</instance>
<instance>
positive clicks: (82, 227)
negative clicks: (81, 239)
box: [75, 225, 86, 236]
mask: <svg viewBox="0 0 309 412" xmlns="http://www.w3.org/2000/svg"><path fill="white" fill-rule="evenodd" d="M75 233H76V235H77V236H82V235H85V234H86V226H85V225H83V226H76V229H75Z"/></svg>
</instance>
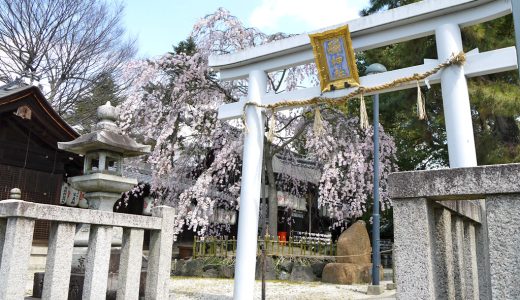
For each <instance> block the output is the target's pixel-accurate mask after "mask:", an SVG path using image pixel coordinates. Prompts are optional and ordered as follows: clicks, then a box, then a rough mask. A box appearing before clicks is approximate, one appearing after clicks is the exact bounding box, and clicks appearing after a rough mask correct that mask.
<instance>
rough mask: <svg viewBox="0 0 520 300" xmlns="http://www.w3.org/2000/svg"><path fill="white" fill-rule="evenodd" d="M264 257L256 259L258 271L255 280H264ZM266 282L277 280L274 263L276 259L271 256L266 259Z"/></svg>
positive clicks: (265, 260) (265, 276) (274, 264)
mask: <svg viewBox="0 0 520 300" xmlns="http://www.w3.org/2000/svg"><path fill="white" fill-rule="evenodd" d="M261 261H262V257H261V256H258V257H257V258H256V271H255V279H256V280H261V279H262V264H261ZM264 278H265V280H275V279H276V265H275V263H274V259H273V258H272V257H271V256H266V257H265V277H264Z"/></svg>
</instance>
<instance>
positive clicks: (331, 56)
mask: <svg viewBox="0 0 520 300" xmlns="http://www.w3.org/2000/svg"><path fill="white" fill-rule="evenodd" d="M309 37H310V39H311V45H312V50H313V52H314V59H315V61H316V68H317V69H318V76H319V78H320V86H321V91H322V92H328V91H333V90H335V89H343V88H347V87H352V86H359V75H358V72H357V66H356V59H355V56H354V49H353V48H352V40H351V39H350V32H349V30H348V25H345V26H342V27H339V28H336V29H332V30H328V31H325V32H320V33H314V34H309Z"/></svg>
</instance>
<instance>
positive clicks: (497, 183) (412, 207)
mask: <svg viewBox="0 0 520 300" xmlns="http://www.w3.org/2000/svg"><path fill="white" fill-rule="evenodd" d="M519 174H520V164H510V165H494V166H482V167H474V168H460V169H446V170H433V171H417V172H402V173H394V174H391V175H390V179H389V184H390V195H391V197H392V198H393V201H394V202H393V203H394V230H395V232H394V234H395V244H394V245H395V260H396V280H397V289H398V290H397V294H398V296H399V299H501V300H502V299H518V297H519V295H520V276H518V274H519V270H520V251H519V250H518V249H519V247H520V177H519Z"/></svg>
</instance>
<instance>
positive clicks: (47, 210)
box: [0, 198, 175, 300]
mask: <svg viewBox="0 0 520 300" xmlns="http://www.w3.org/2000/svg"><path fill="white" fill-rule="evenodd" d="M152 214H153V216H151V217H149V216H137V215H128V214H120V213H113V212H106V211H97V210H85V209H78V208H71V207H64V206H57V205H48V204H39V203H32V202H25V201H22V200H19V199H16V198H15V199H8V200H4V201H0V299H6V300H11V299H13V300H14V299H23V297H24V293H25V285H26V278H25V276H26V274H27V270H28V266H29V258H30V252H31V247H32V235H33V230H34V223H35V220H46V221H50V222H51V230H50V237H49V250H48V254H47V263H46V267H45V279H44V284H43V293H42V299H52V300H66V299H67V298H68V295H69V282H70V277H71V260H72V249H73V243H74V235H75V228H76V225H77V224H89V225H90V226H91V230H90V237H89V244H88V252H87V259H86V267H85V280H84V287H83V295H82V299H105V297H106V295H107V282H108V269H109V258H110V249H111V240H112V239H111V236H112V228H114V227H123V233H124V234H123V243H122V248H121V259H120V267H119V278H118V286H117V299H135V300H137V299H138V298H139V280H140V275H141V260H142V255H143V252H142V249H143V237H144V230H150V231H151V241H150V249H149V260H148V274H147V280H146V292H145V298H146V299H168V292H169V289H168V288H169V279H170V267H171V255H172V246H173V223H174V218H175V210H174V209H173V208H171V207H166V206H160V207H157V208H154V210H153V213H152Z"/></svg>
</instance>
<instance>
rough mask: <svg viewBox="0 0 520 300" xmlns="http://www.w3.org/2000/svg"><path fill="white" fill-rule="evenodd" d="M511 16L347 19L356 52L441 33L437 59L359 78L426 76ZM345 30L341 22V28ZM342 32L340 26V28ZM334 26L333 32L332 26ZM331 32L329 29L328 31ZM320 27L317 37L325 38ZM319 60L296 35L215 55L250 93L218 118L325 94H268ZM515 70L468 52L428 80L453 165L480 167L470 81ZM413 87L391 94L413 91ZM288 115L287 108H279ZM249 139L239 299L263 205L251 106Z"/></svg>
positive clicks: (508, 52)
mask: <svg viewBox="0 0 520 300" xmlns="http://www.w3.org/2000/svg"><path fill="white" fill-rule="evenodd" d="M510 13H511V0H495V1H492V0H426V1H423V2H418V3H415V4H411V5H406V6H402V7H399V8H396V9H392V10H389V11H385V12H381V13H377V14H374V15H370V16H367V17H362V18H359V19H355V20H352V21H349V22H348V23H347V24H348V25H349V28H350V32H351V37H352V44H353V47H354V50H355V51H362V50H368V49H374V48H378V47H382V46H385V45H389V44H393V43H398V42H403V41H407V40H412V39H416V38H419V37H424V36H429V35H435V38H436V42H437V52H438V56H439V57H438V59H425V60H424V64H422V65H418V66H413V67H409V68H404V69H399V70H393V71H389V72H385V73H379V74H374V75H368V76H364V77H360V84H361V85H362V86H367V87H370V86H376V85H380V84H383V83H386V82H390V81H392V80H393V79H396V78H400V77H404V76H410V75H412V74H414V73H422V72H425V71H427V70H430V69H432V68H434V67H435V66H437V65H438V64H439V63H442V62H444V61H445V60H446V59H448V58H449V57H450V56H451V55H452V54H457V53H459V52H460V51H462V40H461V33H460V28H461V27H466V26H471V25H474V24H479V23H482V22H485V21H489V20H493V19H496V18H498V17H501V16H504V15H507V14H510ZM341 25H343V24H339V25H338V26H341ZM338 26H334V28H335V27H338ZM331 28H332V27H331ZM326 29H330V28H326ZM326 29H322V30H319V31H316V32H321V31H324V30H326ZM313 61H314V57H313V53H312V48H311V45H310V41H309V37H308V35H307V34H301V35H297V36H293V37H290V38H287V39H283V40H279V41H275V42H272V43H269V44H265V45H261V46H258V47H255V48H251V49H246V50H244V51H239V52H236V53H233V54H228V55H221V56H212V57H210V60H209V65H210V67H212V68H213V69H214V70H217V71H220V79H221V80H234V79H245V78H247V79H248V87H249V88H248V95H247V97H245V98H242V99H241V100H240V101H239V102H236V103H232V104H226V105H223V106H221V107H220V109H219V118H220V119H233V118H239V117H241V116H242V113H243V109H244V105H245V103H246V102H247V101H250V102H256V103H259V104H273V103H277V102H280V101H282V100H286V99H290V100H305V99H310V98H313V97H317V96H319V95H320V94H321V91H320V87H319V86H318V87H310V88H306V89H302V90H296V91H291V92H286V93H282V94H267V93H266V91H267V74H266V73H267V72H272V71H277V70H282V69H285V68H290V67H294V66H298V65H303V64H307V63H310V62H313ZM514 69H517V57H516V50H515V47H508V48H502V49H496V50H493V51H488V52H484V53H479V52H478V49H476V50H473V51H470V52H469V53H466V64H465V65H464V66H455V65H453V66H450V67H448V68H447V69H444V70H442V71H441V72H439V73H437V74H435V75H432V76H430V77H429V82H430V84H434V83H439V82H440V83H441V86H442V97H443V105H444V113H445V120H446V132H447V137H448V152H449V161H450V167H452V168H456V167H471V166H476V165H477V161H476V155H475V143H474V139H473V126H472V122H471V111H470V103H469V95H468V87H467V82H466V78H467V77H474V76H480V75H485V74H491V73H498V72H503V71H508V70H514ZM413 87H415V83H413V84H409V85H403V86H399V87H395V88H391V89H388V90H385V92H389V91H394V90H400V89H406V88H413ZM352 91H353V89H343V90H336V91H334V92H329V93H326V94H325V95H324V96H325V97H330V98H334V97H340V96H344V95H347V94H348V93H350V92H352ZM281 109H284V108H281ZM245 113H246V122H247V127H248V133H247V135H246V136H245V140H244V152H243V167H242V185H241V192H240V199H241V201H240V217H239V223H238V246H237V257H236V266H235V283H234V299H237V300H238V299H239V300H242V299H253V292H254V279H255V278H254V277H255V258H256V245H257V231H258V215H259V203H260V201H259V200H260V185H261V182H260V180H261V172H262V150H263V141H264V117H263V116H262V110H261V109H260V108H257V107H255V106H252V105H249V106H248V107H247V108H246V111H245Z"/></svg>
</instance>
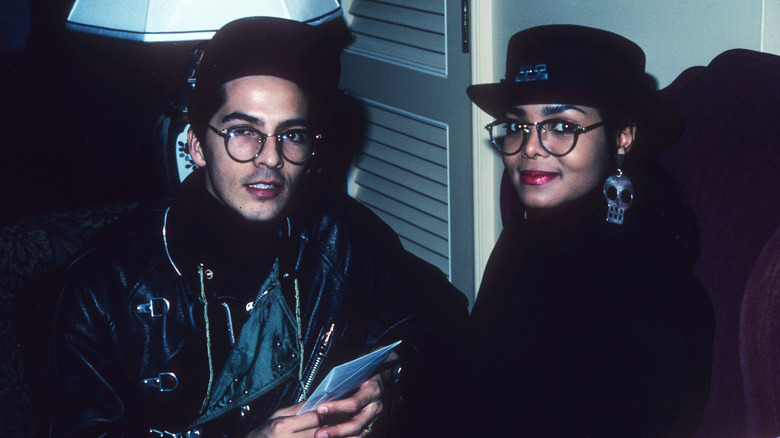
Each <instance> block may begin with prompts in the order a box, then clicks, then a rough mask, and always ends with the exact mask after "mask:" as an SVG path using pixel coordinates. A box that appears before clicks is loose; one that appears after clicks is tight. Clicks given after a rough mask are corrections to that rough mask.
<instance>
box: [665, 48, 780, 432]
mask: <svg viewBox="0 0 780 438" xmlns="http://www.w3.org/2000/svg"><path fill="white" fill-rule="evenodd" d="M663 91H664V93H665V94H666V95H667V96H669V97H670V98H671V99H672V100H674V101H675V102H676V103H677V105H678V106H679V108H680V112H681V114H682V116H683V118H684V119H685V122H686V129H685V131H684V133H683V135H682V137H681V138H680V140H678V142H677V143H676V144H675V145H674V146H673V147H671V148H670V149H668V150H666V151H664V152H663V153H662V155H661V157H660V160H661V164H662V166H663V167H664V168H666V169H667V170H668V171H669V172H670V173H671V174H672V175H673V176H674V177H675V179H676V180H677V182H678V183H679V185H680V187H681V189H682V191H683V195H684V196H685V199H686V200H687V201H688V203H689V204H690V205H691V206H692V207H693V208H694V210H695V211H696V214H697V215H698V218H699V224H700V227H701V256H700V257H699V260H698V262H697V264H696V265H695V273H696V275H697V276H698V277H699V279H700V280H701V282H702V283H703V284H704V287H706V288H707V290H708V291H709V293H710V296H711V298H712V301H713V306H714V308H715V318H716V321H715V322H716V328H715V345H714V351H713V372H712V386H711V391H710V397H709V401H708V404H707V408H706V410H705V413H704V417H703V420H702V423H701V425H700V426H699V432H698V434H697V436H699V437H708V438H710V437H715V438H720V437H724V438H733V437H761V438H763V437H777V436H780V427H778V424H780V412H778V411H780V384H778V383H780V336H778V335H780V333H778V329H780V314H778V311H779V310H780V287H778V284H779V281H780V280H779V279H778V276H780V273H778V269H779V264H780V262H779V261H778V258H780V242H779V241H778V240H779V239H780V236H778V235H780V229H779V228H778V226H780V194H778V191H780V57H778V56H774V55H770V54H765V53H758V52H753V51H749V50H741V49H738V50H729V51H727V52H724V53H722V54H721V55H719V56H717V57H716V58H715V59H713V60H712V62H711V63H710V64H709V65H708V66H707V67H693V68H690V69H688V70H686V71H684V72H683V73H682V74H681V75H680V76H679V77H678V78H677V79H676V80H675V81H674V82H673V83H672V84H671V85H669V86H668V87H667V88H665V89H664V90H663ZM743 303H744V304H743ZM740 314H741V319H740ZM770 336H774V339H772V338H771V337H770Z"/></svg>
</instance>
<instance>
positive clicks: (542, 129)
mask: <svg viewBox="0 0 780 438" xmlns="http://www.w3.org/2000/svg"><path fill="white" fill-rule="evenodd" d="M606 123H607V122H606V121H604V120H602V121H601V122H598V123H594V124H592V125H590V126H584V127H583V126H580V125H578V124H576V123H573V122H569V121H566V120H563V119H547V120H542V121H541V122H536V123H521V122H516V121H501V120H496V121H495V122H493V123H490V124H488V125H487V126H485V129H487V131H488V133H489V134H490V142H491V143H493V146H495V147H496V149H498V151H499V152H501V154H502V155H514V154H516V153H518V152H520V151H521V150H523V148H524V147H525V145H526V143H528V138H529V137H530V136H531V128H536V133H537V135H538V136H539V143H540V144H541V145H542V147H543V148H544V150H545V151H547V152H548V153H549V154H550V155H553V156H556V157H562V156H564V155H566V154H568V153H569V152H571V151H572V150H573V149H574V146H575V145H576V144H577V138H578V137H579V136H580V134H584V133H586V132H589V131H591V130H593V129H595V128H598V127H599V126H602V125H604V124H606Z"/></svg>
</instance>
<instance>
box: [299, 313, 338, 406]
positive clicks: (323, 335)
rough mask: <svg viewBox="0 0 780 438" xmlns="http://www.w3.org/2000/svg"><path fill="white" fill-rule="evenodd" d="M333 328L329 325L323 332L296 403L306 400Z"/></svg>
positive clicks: (328, 345)
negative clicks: (300, 394)
mask: <svg viewBox="0 0 780 438" xmlns="http://www.w3.org/2000/svg"><path fill="white" fill-rule="evenodd" d="M335 328H336V324H334V323H331V324H330V328H328V331H327V332H325V333H324V334H323V336H322V337H321V339H322V341H320V347H319V348H318V349H317V356H316V357H315V358H314V364H313V365H312V367H311V371H309V375H308V376H307V377H306V381H305V382H304V384H303V391H302V392H301V395H300V396H298V403H300V402H302V401H304V400H306V398H307V397H308V396H309V389H311V383H312V382H313V381H314V376H316V375H317V371H318V370H319V368H320V365H321V364H322V361H323V360H324V359H325V356H326V355H327V353H328V346H329V345H330V341H331V337H332V336H333V330H334V329H335Z"/></svg>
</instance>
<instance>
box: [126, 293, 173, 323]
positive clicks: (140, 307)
mask: <svg viewBox="0 0 780 438" xmlns="http://www.w3.org/2000/svg"><path fill="white" fill-rule="evenodd" d="M170 308H171V303H169V302H168V300H166V299H165V298H160V297H157V298H152V299H151V300H149V302H148V303H144V304H139V305H137V306H135V311H136V313H148V314H150V315H151V317H152V318H156V317H158V316H163V315H165V314H166V313H168V310H170Z"/></svg>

------------------------------------------------

§ **WHAT YOU ARE ASKED TO DO**
Set each line down exactly, beginning at the one containing "positive clicks: (323, 335)" and ending at the last line of the material above.

§ **OUTPUT FOR THIS TASK**
positive clicks: (323, 335)
rough mask: <svg viewBox="0 0 780 438" xmlns="http://www.w3.org/2000/svg"><path fill="white" fill-rule="evenodd" d="M333 328L329 325L323 332L296 403L306 400Z"/></svg>
positive clicks: (328, 345)
negative clicks: (300, 394)
mask: <svg viewBox="0 0 780 438" xmlns="http://www.w3.org/2000/svg"><path fill="white" fill-rule="evenodd" d="M335 328H336V324H334V323H331V324H330V328H328V331H327V332H325V333H324V334H323V336H322V337H321V339H322V341H320V347H319V348H318V349H317V356H316V357H315V358H314V364H313V365H312V367H311V371H309V375H308V376H307V377H306V381H305V382H304V384H303V391H302V392H301V395H300V396H298V403H300V402H302V401H304V400H306V398H307V397H308V396H309V389H311V383H312V382H313V381H314V376H316V375H317V371H318V370H319V368H320V365H321V364H322V361H323V360H324V359H325V356H326V355H327V353H328V346H329V345H330V341H331V337H332V336H333V330H334V329H335Z"/></svg>
</instance>
<instance>
box: [126, 293, 173, 323]
positive clicks: (140, 307)
mask: <svg viewBox="0 0 780 438" xmlns="http://www.w3.org/2000/svg"><path fill="white" fill-rule="evenodd" d="M170 308H171V303H169V302H168V300H166V299H165V298H160V297H157V298H152V299H151V300H149V302H148V303H144V304H139V305H137V306H135V311H136V313H148V314H150V315H151V317H152V318H156V317H158V316H163V315H165V314H166V313H168V310H170Z"/></svg>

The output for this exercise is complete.